● ЗАДАНИЕ:
Выпишите из статьи о концептуальной войне, приведенной ниже, отрывок, начиная со слов «Человечество застали врасплох.» и дальше до слов «объекты, как онтология.» включительно.
──────── ПРЕДОСТАВЛЕННЫЙ ТЕКСТ ────────
Концептуализация Не-Бытия II

Газета Суть Времени
ыть или не быть, вот в чем вопрос.
У.;Шекспир. «Гамлет»

Человечество застали врасплох. Оно слишком привыкло к тому, что атаковать можно Берлин или Сталинград. На худой конец, чью-то линию обороны. Но не какую-то там онтологию.  Но в том-то и беда, что уже к середине XX века онтологию (то есть бытие вещей, символов, идей и т.;д.) можно атаковать так же, как линию Мажино или Брестскую крепость.

Концептуальная война — не выдумка. Человечество еще не научилось распознавать атаки врага на такие «нематериальные объекты», уничтожение которых впоследствии оборачивается колоссальными издержками для рода человеческого. А также для отдельных входящих в него народов. Природу катастрофы, в результате которой мы потеряли СССР, нельзя понять, не научившись распознавать атаки на, казалось бы, столь далекие от реальности объекты, как онтология.

В предыдущей статье мы уже говорили об атаке постмодернизма на онтологию. Мы говорили о том, что, осуществляя эту концептуальную спецоперацию, постмодернизм убеждает своих адептов отказаться от того самого «быть», которое мучительно осмысливал Гамлет.

Философы много говорили о «фаустианском человечестве», то есть о человечестве, стремящемся к научному постижению всего и вся. Но ведь можно ввести и понятие «гамлетианское человечество», назвав таковым человечество, для которого есть и понятие «быть», и понятие «не быть».

Бытие — это не быт. Это определенное отношение человека к миру. Вторгаясь в мир, испытуя его, терзая его своими научными экспериментами, человечество говорит миру: «Я понимаю, что ты есть, и что ты содержишь в себе великие тайны. Я существую для того, чтобы эти тайны из тебя извлечь. Я понимаю, что ты не хочешь их мне отдавать. Что ты сопротивляешься. Но я преодолею твое сопротивление и добуду эти великие тайны, потому что я — человечество».
──────── ИСХОДНЫЕ ДАННЫЕ ────────
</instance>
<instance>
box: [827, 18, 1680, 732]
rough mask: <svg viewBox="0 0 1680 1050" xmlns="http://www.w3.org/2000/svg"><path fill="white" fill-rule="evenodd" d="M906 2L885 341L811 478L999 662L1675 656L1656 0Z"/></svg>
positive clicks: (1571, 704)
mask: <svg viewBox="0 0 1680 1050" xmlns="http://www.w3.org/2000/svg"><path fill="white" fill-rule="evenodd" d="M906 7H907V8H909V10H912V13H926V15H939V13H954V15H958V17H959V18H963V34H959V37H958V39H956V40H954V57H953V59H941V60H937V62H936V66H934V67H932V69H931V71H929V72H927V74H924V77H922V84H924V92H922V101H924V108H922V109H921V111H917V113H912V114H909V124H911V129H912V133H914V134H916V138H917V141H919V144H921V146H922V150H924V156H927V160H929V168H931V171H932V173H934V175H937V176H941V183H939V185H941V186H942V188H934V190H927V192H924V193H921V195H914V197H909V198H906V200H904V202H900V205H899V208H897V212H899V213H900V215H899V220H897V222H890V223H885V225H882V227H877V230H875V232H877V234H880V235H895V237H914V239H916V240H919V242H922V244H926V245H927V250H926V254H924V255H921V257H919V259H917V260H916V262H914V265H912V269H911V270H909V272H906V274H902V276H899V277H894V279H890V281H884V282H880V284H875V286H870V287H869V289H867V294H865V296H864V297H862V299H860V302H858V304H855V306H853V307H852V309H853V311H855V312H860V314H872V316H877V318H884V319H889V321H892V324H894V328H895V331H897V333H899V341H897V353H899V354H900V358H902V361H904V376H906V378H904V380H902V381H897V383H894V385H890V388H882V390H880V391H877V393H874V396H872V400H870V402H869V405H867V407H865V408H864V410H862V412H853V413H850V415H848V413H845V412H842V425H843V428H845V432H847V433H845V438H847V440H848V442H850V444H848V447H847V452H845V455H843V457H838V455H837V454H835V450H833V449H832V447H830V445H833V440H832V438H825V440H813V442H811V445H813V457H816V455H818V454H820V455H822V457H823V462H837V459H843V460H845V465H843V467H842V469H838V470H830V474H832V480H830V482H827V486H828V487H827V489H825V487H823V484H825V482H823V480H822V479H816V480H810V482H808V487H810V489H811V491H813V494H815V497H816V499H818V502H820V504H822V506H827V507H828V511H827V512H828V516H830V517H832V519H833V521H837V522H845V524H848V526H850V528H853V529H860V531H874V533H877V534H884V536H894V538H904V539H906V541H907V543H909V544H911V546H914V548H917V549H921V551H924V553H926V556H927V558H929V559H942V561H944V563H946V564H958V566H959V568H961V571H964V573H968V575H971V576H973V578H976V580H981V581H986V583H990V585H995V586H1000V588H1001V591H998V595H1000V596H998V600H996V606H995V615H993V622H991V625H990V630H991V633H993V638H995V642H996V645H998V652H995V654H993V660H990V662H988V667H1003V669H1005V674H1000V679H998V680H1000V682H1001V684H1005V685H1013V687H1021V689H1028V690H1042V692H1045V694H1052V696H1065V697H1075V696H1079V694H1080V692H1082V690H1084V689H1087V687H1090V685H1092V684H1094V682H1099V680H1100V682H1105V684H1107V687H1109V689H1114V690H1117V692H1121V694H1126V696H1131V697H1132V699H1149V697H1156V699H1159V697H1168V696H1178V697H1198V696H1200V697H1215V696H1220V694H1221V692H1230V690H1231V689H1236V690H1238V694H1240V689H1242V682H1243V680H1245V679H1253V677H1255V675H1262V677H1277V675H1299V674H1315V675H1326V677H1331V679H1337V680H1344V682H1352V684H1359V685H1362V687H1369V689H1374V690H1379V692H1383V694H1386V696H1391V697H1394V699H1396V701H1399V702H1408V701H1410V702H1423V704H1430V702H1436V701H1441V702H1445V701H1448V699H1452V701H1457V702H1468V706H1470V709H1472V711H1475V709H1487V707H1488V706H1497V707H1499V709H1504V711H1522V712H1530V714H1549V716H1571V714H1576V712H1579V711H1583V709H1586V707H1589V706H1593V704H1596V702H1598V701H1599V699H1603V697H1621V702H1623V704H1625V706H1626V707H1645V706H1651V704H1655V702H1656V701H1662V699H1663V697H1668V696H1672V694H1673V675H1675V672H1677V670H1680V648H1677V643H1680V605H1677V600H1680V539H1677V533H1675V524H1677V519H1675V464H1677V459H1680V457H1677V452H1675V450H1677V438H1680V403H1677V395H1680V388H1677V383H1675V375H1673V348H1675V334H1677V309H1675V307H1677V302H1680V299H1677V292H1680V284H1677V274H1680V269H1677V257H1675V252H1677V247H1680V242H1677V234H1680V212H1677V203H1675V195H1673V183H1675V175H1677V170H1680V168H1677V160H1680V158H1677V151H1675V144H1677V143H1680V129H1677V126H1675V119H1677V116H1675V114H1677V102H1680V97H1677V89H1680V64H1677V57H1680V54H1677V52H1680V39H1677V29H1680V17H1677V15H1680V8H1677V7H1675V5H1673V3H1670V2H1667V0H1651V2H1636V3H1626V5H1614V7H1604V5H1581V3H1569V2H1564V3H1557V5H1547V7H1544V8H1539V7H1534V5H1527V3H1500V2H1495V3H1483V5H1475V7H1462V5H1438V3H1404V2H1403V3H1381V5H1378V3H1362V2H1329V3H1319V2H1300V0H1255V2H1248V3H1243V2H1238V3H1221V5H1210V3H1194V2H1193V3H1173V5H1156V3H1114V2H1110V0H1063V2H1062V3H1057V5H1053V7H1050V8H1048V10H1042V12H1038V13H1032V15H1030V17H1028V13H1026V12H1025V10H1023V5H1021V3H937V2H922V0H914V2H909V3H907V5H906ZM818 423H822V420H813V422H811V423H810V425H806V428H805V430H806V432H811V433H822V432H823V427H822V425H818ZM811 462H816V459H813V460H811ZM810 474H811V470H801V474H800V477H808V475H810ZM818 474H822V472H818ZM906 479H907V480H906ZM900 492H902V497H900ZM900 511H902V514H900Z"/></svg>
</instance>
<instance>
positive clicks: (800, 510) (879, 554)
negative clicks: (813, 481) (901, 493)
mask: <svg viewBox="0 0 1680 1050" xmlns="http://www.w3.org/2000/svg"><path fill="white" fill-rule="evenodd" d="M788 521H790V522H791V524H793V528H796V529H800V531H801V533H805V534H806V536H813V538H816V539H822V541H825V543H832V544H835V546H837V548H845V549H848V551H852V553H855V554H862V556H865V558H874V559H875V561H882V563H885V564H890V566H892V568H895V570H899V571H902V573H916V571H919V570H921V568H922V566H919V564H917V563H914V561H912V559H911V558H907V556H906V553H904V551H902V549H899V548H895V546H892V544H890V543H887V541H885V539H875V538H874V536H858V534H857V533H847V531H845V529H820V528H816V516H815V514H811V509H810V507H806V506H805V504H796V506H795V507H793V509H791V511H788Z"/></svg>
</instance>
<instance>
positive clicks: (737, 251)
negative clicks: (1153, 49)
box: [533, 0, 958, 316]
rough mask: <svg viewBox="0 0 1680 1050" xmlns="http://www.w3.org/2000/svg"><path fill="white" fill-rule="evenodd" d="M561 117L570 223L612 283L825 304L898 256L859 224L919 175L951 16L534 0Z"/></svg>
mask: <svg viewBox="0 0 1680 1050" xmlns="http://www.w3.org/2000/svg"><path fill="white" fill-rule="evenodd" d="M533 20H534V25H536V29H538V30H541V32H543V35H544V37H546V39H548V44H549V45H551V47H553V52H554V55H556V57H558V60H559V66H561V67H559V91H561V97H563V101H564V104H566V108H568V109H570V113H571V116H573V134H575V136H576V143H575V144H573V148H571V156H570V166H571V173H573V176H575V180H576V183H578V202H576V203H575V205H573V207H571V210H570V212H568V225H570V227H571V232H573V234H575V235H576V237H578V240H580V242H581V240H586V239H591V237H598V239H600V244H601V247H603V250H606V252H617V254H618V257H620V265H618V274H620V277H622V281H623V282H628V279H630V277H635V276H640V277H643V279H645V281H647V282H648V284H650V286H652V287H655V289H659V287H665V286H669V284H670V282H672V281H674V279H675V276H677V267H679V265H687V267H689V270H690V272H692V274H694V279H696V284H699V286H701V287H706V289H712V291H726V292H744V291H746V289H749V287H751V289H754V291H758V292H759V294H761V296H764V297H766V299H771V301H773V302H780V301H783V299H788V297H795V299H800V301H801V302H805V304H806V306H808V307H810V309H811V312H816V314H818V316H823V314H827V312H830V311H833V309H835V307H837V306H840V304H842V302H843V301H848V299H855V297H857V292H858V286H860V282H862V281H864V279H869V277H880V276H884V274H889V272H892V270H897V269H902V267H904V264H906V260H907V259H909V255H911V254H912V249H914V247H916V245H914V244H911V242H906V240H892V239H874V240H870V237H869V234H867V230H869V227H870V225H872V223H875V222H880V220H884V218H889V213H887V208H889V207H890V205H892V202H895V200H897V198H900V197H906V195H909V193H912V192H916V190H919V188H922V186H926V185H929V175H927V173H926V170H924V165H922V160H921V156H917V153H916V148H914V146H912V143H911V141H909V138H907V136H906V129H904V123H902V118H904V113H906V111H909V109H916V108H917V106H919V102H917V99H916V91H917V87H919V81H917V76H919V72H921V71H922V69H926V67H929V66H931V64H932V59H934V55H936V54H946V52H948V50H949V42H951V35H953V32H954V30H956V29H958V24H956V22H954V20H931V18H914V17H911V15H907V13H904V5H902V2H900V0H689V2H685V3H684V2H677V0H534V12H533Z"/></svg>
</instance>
────────
● ОТВЕТ:
Человечество застали врасплох. Оно слишком привыкло к тому, что атаковать можно Берлин или Сталинград. На худой конец, чью-то линию обороны. Но не какую-то там онтологию.  Но в том-то и беда, что уже к середине XX века онтологию (то есть бытие вещей, символов, идей и т.;д.) можно атаковать так же, как линию Мажино или Брестскую крепость.

Концептуальная война — не выдумка. Человечество еще не научилось распознавать атаки врага на такие «нематериальные объекты», уничтожение которых впоследствии оборачивается колоссальными издержками для рода человеческого. А также для отдельных входящих в него народов. Природу катастрофы, в результате которой мы потеряли СССР, нельзя понять, не научившись распознавать атаки на, казалось бы, столь далекие от реальности объекты, как онтология.